Your objective :: Copy out the part of the items that begins with the line containing "Note to the class: mark the glossy" and continues to the end of the items, with both ends included.

— Start Extracted information —

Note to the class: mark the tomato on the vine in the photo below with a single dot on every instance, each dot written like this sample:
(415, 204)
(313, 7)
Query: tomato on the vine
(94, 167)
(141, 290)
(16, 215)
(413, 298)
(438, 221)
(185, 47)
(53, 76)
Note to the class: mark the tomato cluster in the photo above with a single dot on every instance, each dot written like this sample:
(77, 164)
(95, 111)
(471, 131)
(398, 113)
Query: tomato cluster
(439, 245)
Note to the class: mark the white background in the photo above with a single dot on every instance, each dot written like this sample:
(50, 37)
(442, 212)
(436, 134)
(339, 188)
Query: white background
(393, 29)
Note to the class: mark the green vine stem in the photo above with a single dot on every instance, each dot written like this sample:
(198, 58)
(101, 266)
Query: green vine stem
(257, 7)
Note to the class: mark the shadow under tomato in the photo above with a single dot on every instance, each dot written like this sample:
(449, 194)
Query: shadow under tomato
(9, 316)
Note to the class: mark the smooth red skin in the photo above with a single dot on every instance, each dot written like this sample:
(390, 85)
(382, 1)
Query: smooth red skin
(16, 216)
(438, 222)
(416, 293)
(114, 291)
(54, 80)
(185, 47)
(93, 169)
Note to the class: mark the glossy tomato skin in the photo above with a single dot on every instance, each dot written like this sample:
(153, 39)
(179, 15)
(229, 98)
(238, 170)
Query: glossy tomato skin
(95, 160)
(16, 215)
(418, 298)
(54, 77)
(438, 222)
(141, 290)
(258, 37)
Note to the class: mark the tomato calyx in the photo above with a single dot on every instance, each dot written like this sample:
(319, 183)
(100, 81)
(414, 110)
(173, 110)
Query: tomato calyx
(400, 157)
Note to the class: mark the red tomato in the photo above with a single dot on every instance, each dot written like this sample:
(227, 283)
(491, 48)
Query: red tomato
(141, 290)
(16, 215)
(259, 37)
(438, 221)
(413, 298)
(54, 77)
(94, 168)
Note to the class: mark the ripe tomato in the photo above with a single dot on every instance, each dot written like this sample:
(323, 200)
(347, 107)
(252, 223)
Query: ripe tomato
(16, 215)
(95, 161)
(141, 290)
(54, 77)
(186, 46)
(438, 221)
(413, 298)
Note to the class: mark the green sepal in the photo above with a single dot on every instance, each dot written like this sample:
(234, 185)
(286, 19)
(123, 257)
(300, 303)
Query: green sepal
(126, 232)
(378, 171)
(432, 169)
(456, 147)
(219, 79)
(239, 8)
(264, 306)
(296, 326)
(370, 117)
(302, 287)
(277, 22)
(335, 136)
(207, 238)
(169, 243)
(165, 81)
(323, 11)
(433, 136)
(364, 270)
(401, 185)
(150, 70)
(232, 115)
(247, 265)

— End Extracted information —

Reply ::
Note to the class: mark the glossy tomato skin in the photo above with a single dot on every instance, each dot written like this sample:
(153, 39)
(179, 15)
(229, 98)
(238, 170)
Query: glossy tomato skin
(95, 160)
(16, 215)
(418, 298)
(54, 77)
(438, 222)
(141, 290)
(258, 37)
Note to the class: mark the tomato calyx in the photo above with a single dot on every instance, each dot written like this sample:
(319, 183)
(100, 81)
(414, 110)
(173, 110)
Query: tomato calyx
(400, 157)
Note to the class: mark the red tomato in the photo above with a single dot on every instance, each dot written like this sample:
(227, 283)
(491, 48)
Query: red tomato
(141, 290)
(16, 215)
(259, 37)
(438, 221)
(413, 298)
(54, 77)
(94, 168)
Note to the class: mark the ripe tomato in the photo above with a single dot on every instance, each dot written like this sample:
(323, 200)
(347, 107)
(252, 223)
Query: ripe tomato
(16, 215)
(95, 161)
(141, 290)
(54, 77)
(186, 46)
(438, 221)
(413, 298)
Note to the class: mark the green sepal in the photo above with a single dot on every instance, each dot written like this sample:
(234, 185)
(286, 19)
(123, 257)
(300, 303)
Query: green sepal
(126, 232)
(378, 171)
(432, 169)
(456, 147)
(219, 79)
(239, 8)
(264, 306)
(296, 326)
(370, 117)
(302, 287)
(277, 22)
(335, 136)
(207, 238)
(169, 243)
(165, 81)
(323, 11)
(433, 136)
(364, 270)
(401, 185)
(150, 70)
(232, 115)
(247, 265)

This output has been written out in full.